══ Source material ══

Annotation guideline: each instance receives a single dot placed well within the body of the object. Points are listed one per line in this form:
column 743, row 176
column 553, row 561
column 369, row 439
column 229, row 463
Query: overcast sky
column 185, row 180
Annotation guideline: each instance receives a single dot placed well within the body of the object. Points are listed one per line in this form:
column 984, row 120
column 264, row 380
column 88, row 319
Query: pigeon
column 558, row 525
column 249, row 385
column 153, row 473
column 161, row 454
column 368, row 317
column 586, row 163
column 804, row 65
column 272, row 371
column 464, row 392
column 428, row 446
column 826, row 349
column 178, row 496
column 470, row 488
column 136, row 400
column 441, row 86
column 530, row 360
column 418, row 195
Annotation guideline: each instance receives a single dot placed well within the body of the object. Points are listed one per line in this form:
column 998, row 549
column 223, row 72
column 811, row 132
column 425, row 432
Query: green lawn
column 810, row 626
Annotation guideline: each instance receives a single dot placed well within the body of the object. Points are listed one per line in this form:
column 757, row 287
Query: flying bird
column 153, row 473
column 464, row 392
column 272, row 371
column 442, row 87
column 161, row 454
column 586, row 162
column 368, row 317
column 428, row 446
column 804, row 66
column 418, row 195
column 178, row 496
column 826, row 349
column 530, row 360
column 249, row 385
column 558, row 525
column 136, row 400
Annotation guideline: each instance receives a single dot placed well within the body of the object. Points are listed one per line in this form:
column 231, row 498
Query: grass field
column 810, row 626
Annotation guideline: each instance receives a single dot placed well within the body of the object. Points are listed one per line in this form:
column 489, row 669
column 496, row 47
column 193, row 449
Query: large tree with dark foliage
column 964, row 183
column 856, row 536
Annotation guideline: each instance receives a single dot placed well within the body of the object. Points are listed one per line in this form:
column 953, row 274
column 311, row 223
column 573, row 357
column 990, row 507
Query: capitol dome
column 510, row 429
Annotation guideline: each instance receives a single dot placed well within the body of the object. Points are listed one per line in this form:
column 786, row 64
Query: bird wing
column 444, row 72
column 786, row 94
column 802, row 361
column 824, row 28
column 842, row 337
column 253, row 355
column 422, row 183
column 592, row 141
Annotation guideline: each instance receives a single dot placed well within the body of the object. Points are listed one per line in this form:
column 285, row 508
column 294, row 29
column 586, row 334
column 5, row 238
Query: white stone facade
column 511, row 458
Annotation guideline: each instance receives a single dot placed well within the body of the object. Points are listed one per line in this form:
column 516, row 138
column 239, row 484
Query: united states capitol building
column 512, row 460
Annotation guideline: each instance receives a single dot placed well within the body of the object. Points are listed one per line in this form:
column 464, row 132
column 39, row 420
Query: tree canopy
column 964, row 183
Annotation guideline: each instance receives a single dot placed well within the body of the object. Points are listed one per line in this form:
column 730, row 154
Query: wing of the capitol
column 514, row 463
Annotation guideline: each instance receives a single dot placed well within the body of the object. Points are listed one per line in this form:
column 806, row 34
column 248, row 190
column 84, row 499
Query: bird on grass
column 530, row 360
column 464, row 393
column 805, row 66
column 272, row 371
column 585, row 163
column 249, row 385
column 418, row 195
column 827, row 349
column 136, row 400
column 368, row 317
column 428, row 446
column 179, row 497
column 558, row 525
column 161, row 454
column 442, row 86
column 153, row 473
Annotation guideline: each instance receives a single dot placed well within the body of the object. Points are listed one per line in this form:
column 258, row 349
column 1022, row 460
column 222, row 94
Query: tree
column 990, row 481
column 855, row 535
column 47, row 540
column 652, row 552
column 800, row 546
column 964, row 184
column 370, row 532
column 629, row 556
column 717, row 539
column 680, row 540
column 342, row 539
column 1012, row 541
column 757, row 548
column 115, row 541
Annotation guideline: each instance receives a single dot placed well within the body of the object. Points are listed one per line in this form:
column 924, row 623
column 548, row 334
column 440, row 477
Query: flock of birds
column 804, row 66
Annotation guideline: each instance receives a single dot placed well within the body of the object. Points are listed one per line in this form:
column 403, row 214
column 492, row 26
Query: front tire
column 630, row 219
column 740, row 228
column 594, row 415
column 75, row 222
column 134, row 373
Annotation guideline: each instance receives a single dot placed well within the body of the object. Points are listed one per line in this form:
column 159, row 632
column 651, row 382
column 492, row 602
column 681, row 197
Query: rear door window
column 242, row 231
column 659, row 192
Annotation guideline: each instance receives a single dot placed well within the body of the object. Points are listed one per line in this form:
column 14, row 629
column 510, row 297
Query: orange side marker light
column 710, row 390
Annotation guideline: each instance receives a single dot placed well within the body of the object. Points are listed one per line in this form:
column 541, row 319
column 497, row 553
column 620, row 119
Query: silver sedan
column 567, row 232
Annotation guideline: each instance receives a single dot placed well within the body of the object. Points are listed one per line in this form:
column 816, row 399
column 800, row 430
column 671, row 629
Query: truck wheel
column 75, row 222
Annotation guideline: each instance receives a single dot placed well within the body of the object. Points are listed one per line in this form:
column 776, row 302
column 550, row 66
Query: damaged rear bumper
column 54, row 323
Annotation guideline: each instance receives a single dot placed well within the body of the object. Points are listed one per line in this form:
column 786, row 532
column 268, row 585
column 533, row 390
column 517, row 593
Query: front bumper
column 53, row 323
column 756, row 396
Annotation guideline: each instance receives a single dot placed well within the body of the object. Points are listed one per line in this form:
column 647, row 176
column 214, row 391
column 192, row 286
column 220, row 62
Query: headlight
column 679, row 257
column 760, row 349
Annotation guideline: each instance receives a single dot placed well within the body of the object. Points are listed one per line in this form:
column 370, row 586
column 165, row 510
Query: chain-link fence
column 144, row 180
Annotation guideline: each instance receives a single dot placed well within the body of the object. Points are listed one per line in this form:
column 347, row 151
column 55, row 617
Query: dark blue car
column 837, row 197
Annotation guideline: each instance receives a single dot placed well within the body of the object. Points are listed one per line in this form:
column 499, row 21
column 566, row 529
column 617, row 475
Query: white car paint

═══

> _What this task involves_: Quote exactly the first line of the data and every line after it through the one holding "column 757, row 287".

> _Solved exercise_:
Annotation guideline: each instance receives a single dot placed well within the body of the object. Points are listed one per line in this form:
column 743, row 176
column 553, row 561
column 369, row 439
column 229, row 463
Query: overcast sky
column 185, row 180
Annotation guideline: each instance receives a single dot placed well within the body of the object. Points are listed one per line in this form:
column 984, row 120
column 264, row 380
column 88, row 319
Query: pigeon
column 558, row 525
column 249, row 385
column 153, row 473
column 161, row 454
column 368, row 317
column 586, row 163
column 804, row 65
column 272, row 371
column 464, row 392
column 428, row 446
column 826, row 349
column 178, row 496
column 470, row 488
column 136, row 400
column 441, row 86
column 530, row 360
column 418, row 195
Annotation guideline: each instance receives a single dot placed well within the body of the object. Points are listed one per line in this form:
column 998, row 549
column 223, row 72
column 811, row 132
column 425, row 432
Query: green lawn
column 810, row 626
Annotation guideline: each instance receives a single dot placed well within the body of the object. Points are listed one per line in this form:
column 757, row 287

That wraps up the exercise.